→ What needs to be done: Lay out the listing below as a Markdown table with the columns Number and Line. Include only the lines from the line containing "finger in the photo above." through the end of the listing, numbering each row and skipping any blank lines.

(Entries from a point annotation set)
(begin)

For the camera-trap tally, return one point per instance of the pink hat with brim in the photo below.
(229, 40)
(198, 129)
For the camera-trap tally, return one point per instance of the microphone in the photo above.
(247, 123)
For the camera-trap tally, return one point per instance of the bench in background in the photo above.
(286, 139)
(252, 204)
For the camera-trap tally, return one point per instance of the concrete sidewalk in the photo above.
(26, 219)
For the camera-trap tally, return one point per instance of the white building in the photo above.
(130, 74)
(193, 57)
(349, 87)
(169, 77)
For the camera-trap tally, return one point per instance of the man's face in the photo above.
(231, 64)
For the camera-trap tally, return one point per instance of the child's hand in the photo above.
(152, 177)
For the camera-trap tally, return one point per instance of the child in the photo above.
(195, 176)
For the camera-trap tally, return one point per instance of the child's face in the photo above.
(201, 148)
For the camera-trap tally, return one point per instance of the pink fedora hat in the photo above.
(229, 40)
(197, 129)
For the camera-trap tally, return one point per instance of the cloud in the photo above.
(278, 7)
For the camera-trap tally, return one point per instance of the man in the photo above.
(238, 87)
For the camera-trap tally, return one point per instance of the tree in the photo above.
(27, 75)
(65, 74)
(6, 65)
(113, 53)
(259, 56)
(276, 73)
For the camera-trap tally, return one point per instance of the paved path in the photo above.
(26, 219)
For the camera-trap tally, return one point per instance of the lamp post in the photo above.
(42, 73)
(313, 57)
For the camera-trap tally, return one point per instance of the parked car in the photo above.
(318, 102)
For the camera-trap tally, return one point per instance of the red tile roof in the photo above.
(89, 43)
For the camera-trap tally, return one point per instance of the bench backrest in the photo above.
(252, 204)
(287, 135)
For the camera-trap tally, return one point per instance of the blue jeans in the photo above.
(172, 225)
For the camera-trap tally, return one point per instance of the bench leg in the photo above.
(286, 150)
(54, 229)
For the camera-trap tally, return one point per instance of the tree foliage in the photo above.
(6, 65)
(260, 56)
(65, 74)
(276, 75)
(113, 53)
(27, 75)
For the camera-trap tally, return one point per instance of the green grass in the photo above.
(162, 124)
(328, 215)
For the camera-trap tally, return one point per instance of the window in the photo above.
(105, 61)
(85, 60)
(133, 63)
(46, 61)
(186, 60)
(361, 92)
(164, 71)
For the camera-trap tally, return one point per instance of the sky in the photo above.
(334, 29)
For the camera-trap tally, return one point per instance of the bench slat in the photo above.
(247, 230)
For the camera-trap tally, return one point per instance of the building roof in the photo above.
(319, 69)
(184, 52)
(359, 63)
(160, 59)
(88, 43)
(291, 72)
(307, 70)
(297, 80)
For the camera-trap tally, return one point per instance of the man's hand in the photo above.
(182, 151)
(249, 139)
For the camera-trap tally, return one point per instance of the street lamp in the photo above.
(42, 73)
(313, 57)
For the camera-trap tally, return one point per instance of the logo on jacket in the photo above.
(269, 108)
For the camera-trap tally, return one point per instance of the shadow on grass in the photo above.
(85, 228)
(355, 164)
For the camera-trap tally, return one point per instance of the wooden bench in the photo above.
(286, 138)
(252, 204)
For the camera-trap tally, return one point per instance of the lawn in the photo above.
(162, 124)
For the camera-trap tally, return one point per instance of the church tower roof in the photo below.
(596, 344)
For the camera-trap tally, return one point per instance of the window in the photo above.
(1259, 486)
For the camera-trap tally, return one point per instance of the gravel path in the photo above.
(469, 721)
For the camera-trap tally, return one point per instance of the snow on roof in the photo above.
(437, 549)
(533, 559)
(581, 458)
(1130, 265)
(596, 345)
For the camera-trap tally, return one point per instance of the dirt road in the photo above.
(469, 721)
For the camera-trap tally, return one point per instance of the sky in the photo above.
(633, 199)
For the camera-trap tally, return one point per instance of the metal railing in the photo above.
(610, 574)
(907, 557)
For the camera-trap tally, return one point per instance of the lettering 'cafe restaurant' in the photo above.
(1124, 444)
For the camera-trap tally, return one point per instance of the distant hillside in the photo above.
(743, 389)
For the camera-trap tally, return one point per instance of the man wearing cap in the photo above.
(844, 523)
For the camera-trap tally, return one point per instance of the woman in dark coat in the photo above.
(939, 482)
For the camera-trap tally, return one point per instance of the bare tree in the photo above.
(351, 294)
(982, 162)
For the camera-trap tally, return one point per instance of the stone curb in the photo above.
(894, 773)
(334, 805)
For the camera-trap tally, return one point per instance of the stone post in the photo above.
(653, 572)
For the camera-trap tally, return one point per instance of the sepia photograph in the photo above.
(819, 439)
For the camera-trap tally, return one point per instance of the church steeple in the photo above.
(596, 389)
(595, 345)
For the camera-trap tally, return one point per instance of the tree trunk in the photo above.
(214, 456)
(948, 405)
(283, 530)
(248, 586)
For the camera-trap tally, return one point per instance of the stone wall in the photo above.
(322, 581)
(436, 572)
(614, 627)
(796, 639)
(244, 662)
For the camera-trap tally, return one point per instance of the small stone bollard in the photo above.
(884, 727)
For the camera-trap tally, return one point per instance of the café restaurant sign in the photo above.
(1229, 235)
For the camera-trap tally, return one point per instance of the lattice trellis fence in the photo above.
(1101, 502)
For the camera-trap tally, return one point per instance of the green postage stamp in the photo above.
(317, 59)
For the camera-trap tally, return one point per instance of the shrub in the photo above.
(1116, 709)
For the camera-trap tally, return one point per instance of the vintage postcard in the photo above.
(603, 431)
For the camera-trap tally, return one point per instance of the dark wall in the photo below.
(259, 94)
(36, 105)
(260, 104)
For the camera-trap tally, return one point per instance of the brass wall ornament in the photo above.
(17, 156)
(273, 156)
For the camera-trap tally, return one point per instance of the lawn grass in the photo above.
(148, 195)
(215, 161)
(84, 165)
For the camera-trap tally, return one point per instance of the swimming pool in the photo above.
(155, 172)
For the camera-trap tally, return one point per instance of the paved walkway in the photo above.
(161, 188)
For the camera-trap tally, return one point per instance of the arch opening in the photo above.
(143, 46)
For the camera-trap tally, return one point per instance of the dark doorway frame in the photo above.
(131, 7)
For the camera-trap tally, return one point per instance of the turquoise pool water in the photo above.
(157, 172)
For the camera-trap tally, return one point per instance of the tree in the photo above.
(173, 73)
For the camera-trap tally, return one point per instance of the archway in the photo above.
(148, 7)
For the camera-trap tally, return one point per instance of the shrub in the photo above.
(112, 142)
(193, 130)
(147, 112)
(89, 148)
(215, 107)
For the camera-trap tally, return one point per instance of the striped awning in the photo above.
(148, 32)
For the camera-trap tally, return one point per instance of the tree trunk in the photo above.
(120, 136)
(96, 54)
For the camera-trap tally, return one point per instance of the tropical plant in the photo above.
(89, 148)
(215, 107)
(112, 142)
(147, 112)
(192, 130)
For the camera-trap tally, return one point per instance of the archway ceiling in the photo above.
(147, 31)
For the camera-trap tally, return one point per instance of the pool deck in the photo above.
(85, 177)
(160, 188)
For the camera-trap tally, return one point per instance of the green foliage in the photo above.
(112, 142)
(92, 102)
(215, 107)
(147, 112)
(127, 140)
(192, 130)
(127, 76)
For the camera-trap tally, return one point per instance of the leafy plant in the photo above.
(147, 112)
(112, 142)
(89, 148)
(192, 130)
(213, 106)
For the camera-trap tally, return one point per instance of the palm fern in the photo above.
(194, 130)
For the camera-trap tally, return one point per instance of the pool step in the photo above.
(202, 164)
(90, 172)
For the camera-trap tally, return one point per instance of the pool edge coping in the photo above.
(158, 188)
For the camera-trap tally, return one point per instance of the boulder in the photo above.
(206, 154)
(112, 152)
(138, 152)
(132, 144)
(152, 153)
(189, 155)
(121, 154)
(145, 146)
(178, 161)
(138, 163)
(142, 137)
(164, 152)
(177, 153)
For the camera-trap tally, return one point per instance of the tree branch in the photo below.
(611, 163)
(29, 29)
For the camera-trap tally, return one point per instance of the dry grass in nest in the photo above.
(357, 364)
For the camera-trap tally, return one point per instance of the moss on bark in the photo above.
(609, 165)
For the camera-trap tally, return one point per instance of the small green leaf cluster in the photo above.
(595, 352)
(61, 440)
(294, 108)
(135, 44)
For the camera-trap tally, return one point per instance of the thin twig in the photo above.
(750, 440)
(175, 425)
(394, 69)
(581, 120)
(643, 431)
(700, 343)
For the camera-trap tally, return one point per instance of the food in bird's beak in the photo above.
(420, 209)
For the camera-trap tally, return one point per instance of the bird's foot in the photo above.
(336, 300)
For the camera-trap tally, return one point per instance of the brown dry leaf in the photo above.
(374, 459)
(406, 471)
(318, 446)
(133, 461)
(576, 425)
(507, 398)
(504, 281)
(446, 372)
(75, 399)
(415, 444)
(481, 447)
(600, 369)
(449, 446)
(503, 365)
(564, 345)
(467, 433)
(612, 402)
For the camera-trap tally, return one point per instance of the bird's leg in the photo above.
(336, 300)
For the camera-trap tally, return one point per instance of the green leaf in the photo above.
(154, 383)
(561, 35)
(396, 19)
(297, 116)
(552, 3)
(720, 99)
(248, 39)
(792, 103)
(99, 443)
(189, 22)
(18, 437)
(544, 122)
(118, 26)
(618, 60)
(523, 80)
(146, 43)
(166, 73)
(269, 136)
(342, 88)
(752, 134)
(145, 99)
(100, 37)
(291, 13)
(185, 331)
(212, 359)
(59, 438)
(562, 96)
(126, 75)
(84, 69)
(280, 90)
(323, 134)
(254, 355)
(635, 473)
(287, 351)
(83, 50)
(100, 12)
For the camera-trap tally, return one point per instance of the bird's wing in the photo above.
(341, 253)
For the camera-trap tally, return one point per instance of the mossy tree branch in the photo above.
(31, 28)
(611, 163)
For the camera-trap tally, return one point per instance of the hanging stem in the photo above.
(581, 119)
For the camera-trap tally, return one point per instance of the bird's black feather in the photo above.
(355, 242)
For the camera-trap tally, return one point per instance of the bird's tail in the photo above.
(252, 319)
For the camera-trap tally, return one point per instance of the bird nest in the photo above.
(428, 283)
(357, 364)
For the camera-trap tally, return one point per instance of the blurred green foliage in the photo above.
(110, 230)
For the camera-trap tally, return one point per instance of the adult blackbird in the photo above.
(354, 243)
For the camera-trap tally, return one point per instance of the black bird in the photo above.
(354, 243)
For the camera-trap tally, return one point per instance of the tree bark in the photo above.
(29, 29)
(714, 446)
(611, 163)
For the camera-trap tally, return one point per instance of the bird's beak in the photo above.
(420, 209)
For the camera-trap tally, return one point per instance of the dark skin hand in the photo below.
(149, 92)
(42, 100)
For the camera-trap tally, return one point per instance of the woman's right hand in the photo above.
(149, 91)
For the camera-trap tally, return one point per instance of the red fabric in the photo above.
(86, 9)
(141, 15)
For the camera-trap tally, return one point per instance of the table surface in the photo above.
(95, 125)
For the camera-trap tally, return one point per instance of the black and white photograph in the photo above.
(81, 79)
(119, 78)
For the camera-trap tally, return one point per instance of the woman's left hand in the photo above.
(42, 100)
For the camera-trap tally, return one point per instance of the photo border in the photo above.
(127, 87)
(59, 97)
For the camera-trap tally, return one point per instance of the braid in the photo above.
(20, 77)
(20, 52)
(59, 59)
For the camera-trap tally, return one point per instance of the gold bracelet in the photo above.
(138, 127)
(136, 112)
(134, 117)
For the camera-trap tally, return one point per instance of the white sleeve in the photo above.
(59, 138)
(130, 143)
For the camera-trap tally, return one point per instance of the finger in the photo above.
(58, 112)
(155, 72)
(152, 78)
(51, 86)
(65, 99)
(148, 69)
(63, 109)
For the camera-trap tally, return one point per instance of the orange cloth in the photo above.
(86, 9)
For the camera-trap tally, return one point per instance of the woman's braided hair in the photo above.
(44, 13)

(end)

→ Exercise response:
| Number | Line |
|---|---|
| 1 | For the camera-trap tally, return one point per instance of the finger in the photo above. |
| 2 | (58, 112) |
| 3 | (155, 72) |
| 4 | (152, 78) |
| 5 | (51, 86) |
| 6 | (65, 99) |
| 7 | (148, 69) |
| 8 | (63, 109) |
| 9 | For the camera-trap tally, return one point per instance of the orange cloth in the photo above. |
| 10 | (86, 9) |
| 11 | For the camera-trap tally, return one point per instance of the woman's braided hair in the photo above. |
| 12 | (44, 13) |